[Data items]
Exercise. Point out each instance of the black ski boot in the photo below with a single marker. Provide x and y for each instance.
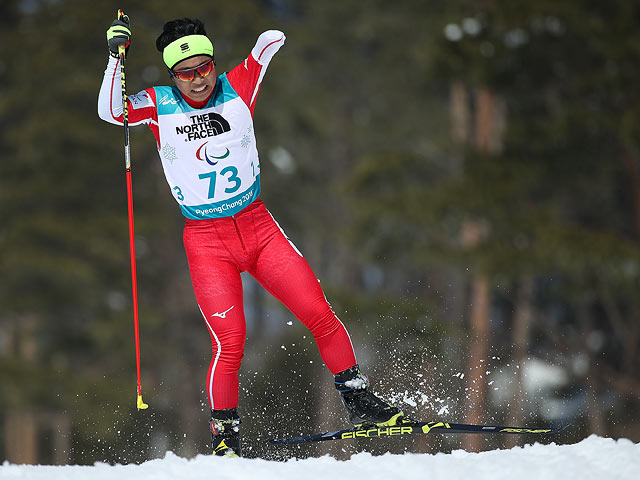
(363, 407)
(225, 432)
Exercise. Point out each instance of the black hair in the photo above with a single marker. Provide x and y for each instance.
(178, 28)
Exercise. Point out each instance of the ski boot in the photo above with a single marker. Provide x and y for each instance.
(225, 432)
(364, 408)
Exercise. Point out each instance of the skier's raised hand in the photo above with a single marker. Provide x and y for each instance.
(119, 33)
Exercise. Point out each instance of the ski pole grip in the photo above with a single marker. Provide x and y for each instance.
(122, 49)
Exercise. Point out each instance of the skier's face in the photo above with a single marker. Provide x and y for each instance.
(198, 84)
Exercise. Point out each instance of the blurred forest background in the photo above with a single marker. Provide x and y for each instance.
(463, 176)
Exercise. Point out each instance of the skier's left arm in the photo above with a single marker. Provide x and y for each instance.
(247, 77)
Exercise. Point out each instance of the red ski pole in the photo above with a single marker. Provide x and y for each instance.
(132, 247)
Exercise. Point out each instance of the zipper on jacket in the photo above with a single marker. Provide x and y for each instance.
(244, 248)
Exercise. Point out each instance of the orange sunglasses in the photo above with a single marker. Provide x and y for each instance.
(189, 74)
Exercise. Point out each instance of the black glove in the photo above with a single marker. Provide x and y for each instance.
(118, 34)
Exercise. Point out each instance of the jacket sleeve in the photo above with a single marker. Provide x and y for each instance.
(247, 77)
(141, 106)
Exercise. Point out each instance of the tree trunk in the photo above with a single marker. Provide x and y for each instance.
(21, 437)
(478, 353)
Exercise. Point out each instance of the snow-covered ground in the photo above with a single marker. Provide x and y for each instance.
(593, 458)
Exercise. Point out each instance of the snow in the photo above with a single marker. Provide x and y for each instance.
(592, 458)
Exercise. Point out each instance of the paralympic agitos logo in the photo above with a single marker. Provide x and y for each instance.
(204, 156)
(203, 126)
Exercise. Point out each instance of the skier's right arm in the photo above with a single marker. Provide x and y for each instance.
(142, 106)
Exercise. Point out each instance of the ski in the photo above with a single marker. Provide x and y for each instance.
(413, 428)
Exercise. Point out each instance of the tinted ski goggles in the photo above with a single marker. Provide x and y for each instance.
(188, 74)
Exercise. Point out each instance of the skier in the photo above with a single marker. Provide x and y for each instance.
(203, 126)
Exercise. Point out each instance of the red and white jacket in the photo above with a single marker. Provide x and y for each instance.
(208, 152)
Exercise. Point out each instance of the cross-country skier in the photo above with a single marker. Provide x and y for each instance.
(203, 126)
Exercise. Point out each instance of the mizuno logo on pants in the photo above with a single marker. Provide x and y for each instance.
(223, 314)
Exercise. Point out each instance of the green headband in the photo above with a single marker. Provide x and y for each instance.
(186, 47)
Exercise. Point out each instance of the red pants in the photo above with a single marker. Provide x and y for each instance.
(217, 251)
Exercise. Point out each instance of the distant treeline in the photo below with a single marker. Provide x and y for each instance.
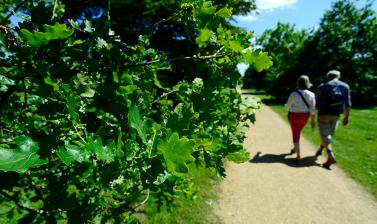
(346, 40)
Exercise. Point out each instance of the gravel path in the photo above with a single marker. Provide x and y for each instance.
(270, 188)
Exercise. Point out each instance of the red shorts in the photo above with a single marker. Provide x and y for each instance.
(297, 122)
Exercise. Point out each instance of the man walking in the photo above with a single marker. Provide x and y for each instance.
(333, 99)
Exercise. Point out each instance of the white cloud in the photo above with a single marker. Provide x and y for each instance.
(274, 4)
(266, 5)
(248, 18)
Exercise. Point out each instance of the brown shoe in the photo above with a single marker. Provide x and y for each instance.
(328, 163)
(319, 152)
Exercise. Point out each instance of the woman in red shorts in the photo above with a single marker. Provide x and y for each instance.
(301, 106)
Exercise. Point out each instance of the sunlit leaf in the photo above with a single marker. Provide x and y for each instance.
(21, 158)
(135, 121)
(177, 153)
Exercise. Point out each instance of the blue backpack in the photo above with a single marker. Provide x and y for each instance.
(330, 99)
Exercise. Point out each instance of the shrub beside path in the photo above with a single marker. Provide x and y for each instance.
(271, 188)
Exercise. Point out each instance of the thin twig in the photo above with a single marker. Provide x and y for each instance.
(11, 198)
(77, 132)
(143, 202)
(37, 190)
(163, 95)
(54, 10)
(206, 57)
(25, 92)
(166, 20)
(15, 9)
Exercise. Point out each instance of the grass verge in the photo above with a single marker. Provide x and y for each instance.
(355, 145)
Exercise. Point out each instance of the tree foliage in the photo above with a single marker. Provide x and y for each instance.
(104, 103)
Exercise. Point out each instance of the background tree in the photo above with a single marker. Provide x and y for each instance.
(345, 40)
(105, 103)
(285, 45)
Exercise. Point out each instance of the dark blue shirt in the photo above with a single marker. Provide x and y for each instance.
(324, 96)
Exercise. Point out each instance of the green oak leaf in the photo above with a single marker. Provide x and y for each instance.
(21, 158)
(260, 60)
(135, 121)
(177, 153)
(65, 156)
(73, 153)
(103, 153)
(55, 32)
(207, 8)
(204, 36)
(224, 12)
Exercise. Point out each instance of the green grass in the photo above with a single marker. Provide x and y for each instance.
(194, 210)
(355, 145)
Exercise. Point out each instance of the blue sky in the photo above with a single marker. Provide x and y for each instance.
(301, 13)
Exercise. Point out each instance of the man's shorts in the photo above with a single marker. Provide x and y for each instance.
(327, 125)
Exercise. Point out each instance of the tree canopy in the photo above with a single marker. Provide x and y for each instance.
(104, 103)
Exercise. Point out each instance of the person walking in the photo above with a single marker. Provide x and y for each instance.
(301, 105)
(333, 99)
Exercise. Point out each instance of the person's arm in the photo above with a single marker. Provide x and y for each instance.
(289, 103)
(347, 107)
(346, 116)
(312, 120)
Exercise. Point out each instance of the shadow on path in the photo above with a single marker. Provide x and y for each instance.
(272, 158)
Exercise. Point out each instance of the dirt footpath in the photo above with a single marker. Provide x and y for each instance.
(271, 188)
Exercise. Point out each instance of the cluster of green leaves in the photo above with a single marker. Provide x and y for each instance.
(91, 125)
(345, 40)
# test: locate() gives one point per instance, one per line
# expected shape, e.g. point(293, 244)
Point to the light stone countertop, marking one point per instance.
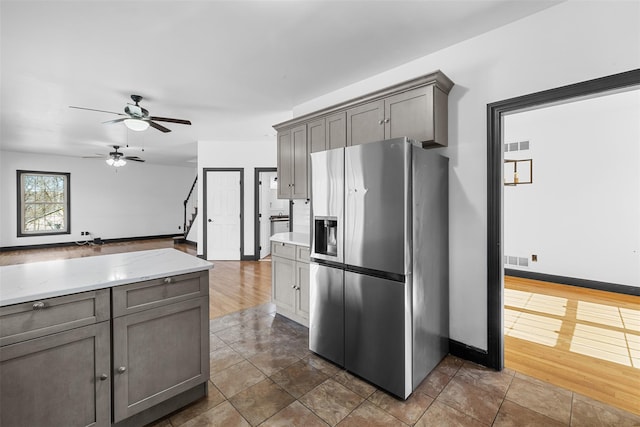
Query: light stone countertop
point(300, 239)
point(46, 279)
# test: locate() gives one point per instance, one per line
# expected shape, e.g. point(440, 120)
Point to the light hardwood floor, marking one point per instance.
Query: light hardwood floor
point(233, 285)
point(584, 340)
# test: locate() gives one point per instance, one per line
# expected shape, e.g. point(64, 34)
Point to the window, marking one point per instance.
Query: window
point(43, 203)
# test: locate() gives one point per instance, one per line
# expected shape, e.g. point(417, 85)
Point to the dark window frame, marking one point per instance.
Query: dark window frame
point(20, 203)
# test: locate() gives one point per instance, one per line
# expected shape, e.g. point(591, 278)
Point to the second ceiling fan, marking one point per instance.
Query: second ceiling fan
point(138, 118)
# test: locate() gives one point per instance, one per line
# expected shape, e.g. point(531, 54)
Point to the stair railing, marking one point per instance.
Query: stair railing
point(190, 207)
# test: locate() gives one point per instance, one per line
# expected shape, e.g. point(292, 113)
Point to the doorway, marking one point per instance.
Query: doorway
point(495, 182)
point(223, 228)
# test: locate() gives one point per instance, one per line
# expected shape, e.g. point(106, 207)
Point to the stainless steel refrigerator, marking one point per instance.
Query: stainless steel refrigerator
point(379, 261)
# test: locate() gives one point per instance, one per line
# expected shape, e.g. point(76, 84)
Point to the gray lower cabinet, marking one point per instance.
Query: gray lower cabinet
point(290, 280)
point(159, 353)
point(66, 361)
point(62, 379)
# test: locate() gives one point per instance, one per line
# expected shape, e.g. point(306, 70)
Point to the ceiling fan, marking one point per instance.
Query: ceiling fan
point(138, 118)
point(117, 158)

**What you need to do**
Tell how many lines in the records above contain "shape", giving the number and no other words.

**Task response**
10